> [About this exercise] Go through the entries below and copy every line that holds the word "logo".

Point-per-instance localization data
◆ ◆ ◆ ◆

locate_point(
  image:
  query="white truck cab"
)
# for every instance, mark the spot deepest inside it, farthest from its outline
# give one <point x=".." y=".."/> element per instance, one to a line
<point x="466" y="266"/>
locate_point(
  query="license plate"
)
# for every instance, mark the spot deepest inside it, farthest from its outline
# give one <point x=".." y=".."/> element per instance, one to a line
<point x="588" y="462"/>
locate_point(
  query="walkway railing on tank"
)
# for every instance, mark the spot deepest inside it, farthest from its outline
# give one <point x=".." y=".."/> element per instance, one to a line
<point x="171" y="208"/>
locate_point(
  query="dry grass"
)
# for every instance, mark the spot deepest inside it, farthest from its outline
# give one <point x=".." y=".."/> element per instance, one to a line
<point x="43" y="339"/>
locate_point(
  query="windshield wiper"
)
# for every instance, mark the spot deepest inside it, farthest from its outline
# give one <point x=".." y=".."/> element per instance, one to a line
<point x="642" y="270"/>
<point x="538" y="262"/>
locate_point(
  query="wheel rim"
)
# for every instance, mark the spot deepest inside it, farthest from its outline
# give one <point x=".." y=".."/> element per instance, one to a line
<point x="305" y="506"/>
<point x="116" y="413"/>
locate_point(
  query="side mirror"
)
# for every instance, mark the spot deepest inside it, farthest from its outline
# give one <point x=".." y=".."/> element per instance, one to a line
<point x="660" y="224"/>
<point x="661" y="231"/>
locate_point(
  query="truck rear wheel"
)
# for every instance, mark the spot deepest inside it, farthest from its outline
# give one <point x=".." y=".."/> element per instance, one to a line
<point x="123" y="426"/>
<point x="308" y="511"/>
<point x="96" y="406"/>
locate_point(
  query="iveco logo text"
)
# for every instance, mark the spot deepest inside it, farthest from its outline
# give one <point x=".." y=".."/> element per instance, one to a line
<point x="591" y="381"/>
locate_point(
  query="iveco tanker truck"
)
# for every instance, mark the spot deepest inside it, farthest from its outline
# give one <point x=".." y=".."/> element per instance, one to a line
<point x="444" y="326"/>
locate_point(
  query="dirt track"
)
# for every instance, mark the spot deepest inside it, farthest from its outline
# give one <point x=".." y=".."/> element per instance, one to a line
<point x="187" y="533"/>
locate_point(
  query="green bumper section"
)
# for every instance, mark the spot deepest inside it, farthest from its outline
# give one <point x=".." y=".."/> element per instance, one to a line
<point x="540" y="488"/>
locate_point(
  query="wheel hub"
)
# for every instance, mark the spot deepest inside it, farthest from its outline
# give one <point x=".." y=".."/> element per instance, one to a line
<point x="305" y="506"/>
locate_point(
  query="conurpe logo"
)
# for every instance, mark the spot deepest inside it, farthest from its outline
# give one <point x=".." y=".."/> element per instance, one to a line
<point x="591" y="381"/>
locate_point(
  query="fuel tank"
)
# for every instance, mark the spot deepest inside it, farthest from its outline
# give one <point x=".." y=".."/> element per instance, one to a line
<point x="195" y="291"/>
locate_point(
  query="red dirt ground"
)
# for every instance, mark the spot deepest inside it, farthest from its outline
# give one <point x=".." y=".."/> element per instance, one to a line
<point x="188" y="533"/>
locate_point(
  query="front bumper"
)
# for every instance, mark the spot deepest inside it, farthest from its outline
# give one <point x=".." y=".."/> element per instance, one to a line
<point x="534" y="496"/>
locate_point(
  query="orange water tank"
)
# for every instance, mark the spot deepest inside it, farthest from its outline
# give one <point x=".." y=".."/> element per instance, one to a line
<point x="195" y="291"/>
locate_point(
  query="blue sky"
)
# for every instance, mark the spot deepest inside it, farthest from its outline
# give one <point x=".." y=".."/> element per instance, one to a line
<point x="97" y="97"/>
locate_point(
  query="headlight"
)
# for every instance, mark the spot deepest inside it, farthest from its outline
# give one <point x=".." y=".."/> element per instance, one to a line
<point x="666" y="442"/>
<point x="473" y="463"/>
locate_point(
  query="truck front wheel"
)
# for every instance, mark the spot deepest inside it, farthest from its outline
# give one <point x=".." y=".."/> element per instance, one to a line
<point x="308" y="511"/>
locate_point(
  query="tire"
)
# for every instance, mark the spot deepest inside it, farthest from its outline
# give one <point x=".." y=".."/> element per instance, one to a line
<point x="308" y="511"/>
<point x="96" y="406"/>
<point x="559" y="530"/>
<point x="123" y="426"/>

◆ ◆ ◆ ◆

> [Answer to this task]
  query="iveco logo text"
  query="conurpe logo"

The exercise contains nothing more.